REQUIRED WORK:
Rescale the section of the listing that opens with the line containing "Guideline: for each instance of the railway" and runs through the end of the listing, reproducing every line in it. Multiply each keypoint coordinate in the answers by 1.45 and round to the nearest whole number, halves up, keeping every other number, including each sample point, unchanged.

RECORDS:

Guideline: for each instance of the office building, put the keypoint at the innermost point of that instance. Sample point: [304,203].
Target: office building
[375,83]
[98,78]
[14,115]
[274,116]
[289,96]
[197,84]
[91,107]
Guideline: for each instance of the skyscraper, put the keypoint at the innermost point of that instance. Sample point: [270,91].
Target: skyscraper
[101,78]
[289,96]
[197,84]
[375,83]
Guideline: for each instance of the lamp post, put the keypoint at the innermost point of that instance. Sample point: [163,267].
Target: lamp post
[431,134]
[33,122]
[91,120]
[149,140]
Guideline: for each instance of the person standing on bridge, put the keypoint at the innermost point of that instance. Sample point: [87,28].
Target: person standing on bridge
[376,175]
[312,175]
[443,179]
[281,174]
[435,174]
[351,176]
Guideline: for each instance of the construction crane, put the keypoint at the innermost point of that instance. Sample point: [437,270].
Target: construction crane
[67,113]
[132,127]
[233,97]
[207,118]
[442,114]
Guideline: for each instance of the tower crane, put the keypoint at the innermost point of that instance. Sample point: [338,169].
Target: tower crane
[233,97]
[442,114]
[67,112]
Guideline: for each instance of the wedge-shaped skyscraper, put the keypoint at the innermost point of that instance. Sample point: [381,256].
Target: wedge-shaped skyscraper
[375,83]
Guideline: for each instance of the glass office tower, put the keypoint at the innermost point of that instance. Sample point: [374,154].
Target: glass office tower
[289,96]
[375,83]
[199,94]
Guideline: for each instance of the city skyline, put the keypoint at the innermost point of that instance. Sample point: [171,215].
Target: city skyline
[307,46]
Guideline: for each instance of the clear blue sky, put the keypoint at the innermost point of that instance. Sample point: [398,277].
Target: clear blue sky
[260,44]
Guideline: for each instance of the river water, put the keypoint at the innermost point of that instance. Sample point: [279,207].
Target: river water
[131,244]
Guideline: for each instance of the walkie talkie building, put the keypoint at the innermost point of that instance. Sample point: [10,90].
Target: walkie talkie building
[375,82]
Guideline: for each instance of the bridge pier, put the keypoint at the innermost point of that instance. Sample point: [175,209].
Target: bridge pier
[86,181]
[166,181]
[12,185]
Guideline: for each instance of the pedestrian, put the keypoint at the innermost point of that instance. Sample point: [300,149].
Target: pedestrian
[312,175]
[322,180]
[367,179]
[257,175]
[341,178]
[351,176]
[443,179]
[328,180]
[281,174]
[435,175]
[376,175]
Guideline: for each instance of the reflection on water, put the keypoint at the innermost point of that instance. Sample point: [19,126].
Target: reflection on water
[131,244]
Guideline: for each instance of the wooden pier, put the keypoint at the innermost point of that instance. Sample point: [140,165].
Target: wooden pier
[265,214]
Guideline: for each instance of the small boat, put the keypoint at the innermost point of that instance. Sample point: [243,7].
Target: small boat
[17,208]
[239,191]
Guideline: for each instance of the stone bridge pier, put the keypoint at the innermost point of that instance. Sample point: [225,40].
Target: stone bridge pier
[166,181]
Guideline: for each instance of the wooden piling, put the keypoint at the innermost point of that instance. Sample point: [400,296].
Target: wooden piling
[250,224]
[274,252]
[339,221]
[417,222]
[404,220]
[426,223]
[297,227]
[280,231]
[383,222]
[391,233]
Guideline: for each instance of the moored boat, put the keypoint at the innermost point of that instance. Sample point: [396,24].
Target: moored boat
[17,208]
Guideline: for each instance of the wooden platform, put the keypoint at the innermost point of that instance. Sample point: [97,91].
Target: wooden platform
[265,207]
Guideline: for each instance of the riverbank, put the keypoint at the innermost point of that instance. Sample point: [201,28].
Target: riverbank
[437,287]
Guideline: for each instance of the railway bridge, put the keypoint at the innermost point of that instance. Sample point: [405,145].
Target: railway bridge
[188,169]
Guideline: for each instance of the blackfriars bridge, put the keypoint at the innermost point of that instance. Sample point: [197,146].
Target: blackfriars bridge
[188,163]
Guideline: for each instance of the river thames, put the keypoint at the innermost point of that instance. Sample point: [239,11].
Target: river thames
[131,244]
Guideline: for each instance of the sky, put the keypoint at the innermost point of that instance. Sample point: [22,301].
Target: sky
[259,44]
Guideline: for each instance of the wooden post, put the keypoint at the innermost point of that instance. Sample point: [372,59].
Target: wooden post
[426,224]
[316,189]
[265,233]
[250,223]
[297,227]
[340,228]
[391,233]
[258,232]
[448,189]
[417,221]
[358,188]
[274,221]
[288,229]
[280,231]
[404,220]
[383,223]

IN RESPONSE:
Guideline: for each instance of the railway bridge, put the keypoint at the innermost point of that instance. Sample point: [405,145].
Target: railway bridge
[273,245]
Guideline: for each instance of the blackfriars bridge, put the keypoint at the innermost point of that instance. Sample point: [197,146].
Target: blackfriars bridge
[273,236]
Guideline: for each instance of the river thames, put the keypoint at the innermost point of that instance. Sample point: [239,11].
Target: river thames
[190,354]
Guideline: for each instance of the sky, put the keypoint at the innermost point of that instance. Sample point: [22,301].
Target: sky
[376,64]
Guideline: for each instance of the wooden post, put the keypoint at the innermost point of that instance. Sample point: [372,59].
Target: wooden post
[618,325]
[458,274]
[384,338]
[363,323]
[431,329]
[493,331]
[567,338]
[374,336]
[650,274]
[605,320]
[519,273]
[397,320]
[418,332]
[406,335]
[586,319]
[555,323]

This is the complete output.